** Problems to solve **
1. Translate this sentence from the comment thread on the Wisconsin recall elections into Spanish: "The recalls were a referendum on Walker and an attempt to regain control of the senate."
2. Pick up the comment thread on the Wisconsin recall elections after its final comment and write what follows.

** Selected passage **
⁂
Just playing devil’s advocate: is it possible that many of the 2008 Obama voters outside the traditional base defected or stayed home, given the potentially demoralizing influences of the debt ceiling debate and poor economy? Is there any exit polling on this? I did notice that the spread and total turnout in Waukesha County wasn’t big enough to change the results (assuming the reported results bear even the most nominal resemblance to accuracy). Thanks again for your analysis.

• August 11, 2011 at 4:07 pm

Thanks.
The sensitivity analysis covers a range of defections and turnout. In the recalls, Obama voters were highly motivated to come out against Walker. The fact that they are disappointed in Obama regarding his (lack of) performance would not stop them from voting in the recalls -if anything, they would be further motivated. The recalls were a referendum on Walker and an attempt to regain control of the senate.

There has been exit polling, Check the Election Integrity EDA Forum of Facebook.

Check out the Wisconsin True Vote Model. It indicates that the Feingold, Barret and Kloppenburg elections were all stolen.

3. August 11, 2011 at 11:18 pm

Richard, my main question is, why isn’t anyone doing anything about this? You have mathematical models that make sense — and math can prove or disprove many things, right? So why is it that Kloppenburg’s people didn’t listen to you, or Feingold’s — I can see why most of these candidates here wouldn’t, because none of the 4 Dems who didn’t win are independently wealthy (not that Ms. Kloppenburg is, either, nor Feingold, but both campaigns had many people in there who felt the results made no sense).

For that matter, if the 2000 and 2004 Presidential elections were stolen (as evidence showed they most likely were — especially the ’00 election), why was it that Gore and Kerry backed down? Kerry _is_ independently wealthy and his wife is even more so — why didn’t _he_ pursue this if he knew the result was wrong?

• August 12, 2011 at 3:52 am

That is the question, isn’t it? Election Fraud is a third-rail topic – to the media and to all of the politicians in both parties. I don’t have the answer; there are probably a multitude of reasons.

4. August 11, 2011 at 11:50 pm

I think the only way to stop this is with a paper vote again and dem “guards” watching every minute. I agree with you and your analysis is very interesting. I’ll check out the Wi True Vote Model. Thanks!
⁂
** Information provided **
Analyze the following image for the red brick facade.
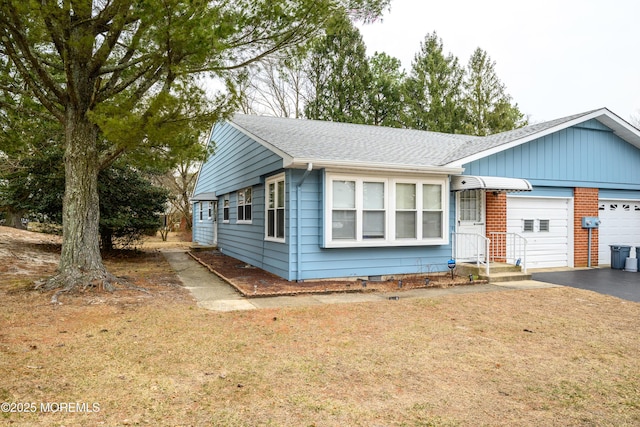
⁂
** Results for the exercise **
1. Las elecciones revocatorias fueron un referéndum sobre Walker y un intento de recuperar el control del senado.

2.
• August 12, 2011 at 3:54 am

Thanks, Tami. Please do check it out and let me know what you think..

5. August 12, 2011 at 4:54 pm

While the math is correct (and impressive), you’re making some major assumptions here. You’re assuming that the numbers of the 2008 election are accurate and applicable. Unfortunately however they’re not.

The tea party and ideals of fiscal conservatism have hijacked the Republican party and American politics. Previous to Obama winning the presidency, these issues weren’t nearly as prevalent as they are now.

With fiscal conservatism being at the heart of modern day American politics, Doyle and the Democrats took a big hit from the independent voters who more than likely voted for Obama.

As you can see, making an assumption that 2008’s numbers are accurate and trustworthy could be prove to be misleading and inaccurate.

• August 12, 2011 at 6:28 pm

Josiah:
1) The Tea Party are just former Republicans. They did not just appear out of thin air.
2) The size of the Tea Party has been magnified by the media (just look at the photos of those who actually show up at rallies).
3) The number of progressives (the Democratic wing of the Democratic party) has been MINIMIZED by the CORPORATE media.
4) The 2008 recorded votes always UNDERSTATE Obama’s True Vote. I am being CONSERVATIVE in using them as as baseline.
5) The True Vote Model analyzes a RANGE of turnout and vote share assumptions..
6) In order to MATCH the recorded vote, IMPLAUSIBLE assumptions are required that favor McCain voter turnout and Obama defection..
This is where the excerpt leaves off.